# Material for this exercise start
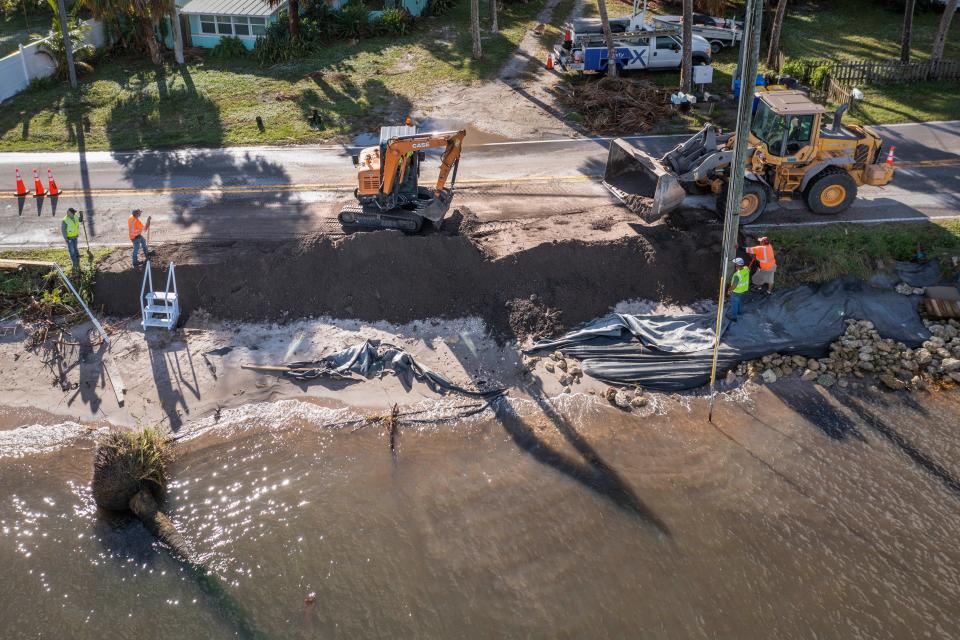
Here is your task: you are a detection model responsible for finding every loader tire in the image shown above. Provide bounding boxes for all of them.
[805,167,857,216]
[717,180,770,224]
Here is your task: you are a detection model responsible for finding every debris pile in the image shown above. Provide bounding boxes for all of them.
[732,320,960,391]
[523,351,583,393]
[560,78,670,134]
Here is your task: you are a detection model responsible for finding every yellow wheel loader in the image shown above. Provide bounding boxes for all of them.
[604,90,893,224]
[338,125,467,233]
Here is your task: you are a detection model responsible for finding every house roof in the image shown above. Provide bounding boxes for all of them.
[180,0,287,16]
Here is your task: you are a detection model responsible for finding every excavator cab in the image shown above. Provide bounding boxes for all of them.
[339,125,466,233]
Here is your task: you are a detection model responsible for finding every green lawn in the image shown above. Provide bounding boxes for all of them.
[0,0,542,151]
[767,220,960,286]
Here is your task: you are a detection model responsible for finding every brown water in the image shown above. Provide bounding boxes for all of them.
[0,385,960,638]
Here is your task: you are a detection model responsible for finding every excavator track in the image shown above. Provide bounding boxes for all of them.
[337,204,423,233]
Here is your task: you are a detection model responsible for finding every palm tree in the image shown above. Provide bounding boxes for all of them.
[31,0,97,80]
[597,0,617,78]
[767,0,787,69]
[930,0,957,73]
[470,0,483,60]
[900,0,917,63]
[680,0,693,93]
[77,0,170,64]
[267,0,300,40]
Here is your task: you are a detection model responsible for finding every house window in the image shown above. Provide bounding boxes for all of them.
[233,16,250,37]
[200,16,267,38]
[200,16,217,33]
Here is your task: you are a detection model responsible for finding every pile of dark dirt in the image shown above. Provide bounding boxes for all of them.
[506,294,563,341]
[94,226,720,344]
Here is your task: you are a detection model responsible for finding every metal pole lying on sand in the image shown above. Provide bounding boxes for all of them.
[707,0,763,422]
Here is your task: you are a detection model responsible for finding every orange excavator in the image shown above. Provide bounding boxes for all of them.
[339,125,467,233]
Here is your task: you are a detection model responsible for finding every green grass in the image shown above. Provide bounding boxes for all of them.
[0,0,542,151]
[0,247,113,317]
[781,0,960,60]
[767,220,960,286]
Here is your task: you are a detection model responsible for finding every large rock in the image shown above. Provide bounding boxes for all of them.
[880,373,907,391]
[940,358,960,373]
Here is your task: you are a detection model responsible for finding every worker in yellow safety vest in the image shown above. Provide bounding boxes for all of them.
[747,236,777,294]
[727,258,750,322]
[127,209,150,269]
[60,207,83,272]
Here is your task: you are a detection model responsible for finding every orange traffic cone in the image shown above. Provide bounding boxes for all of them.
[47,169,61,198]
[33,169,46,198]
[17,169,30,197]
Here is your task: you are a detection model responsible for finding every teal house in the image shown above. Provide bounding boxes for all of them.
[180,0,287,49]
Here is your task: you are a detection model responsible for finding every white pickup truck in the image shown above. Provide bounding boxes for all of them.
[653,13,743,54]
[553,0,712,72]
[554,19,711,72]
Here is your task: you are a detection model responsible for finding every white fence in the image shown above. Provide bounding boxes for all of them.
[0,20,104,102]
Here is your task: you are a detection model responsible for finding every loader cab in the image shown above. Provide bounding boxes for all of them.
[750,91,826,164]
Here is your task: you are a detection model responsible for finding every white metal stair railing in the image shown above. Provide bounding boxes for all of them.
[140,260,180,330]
# Material for this exercise end
Problem requirements ▸
Reproduce verbatim the lines of the data above, starting with the line that contains "finding every teal" and continuing down through the line that contains "[0,20,104,102]", including both of those lines.

Written answer ▸
Here is your task: you are a detection model responsible for finding every teal house in the image shown above. Provide bounding boxes for all of them.
[180,0,287,49]
Here is your task: you are a detection model responsible for finding every white pickup truck in the image shown above. Provide bounding boxes for all of them.
[653,13,743,54]
[553,0,712,72]
[554,19,711,72]
Here is your task: you are a detection model responsible for finding every white fence in the image shown above. Provide bounding boxes for all of them.
[0,20,104,102]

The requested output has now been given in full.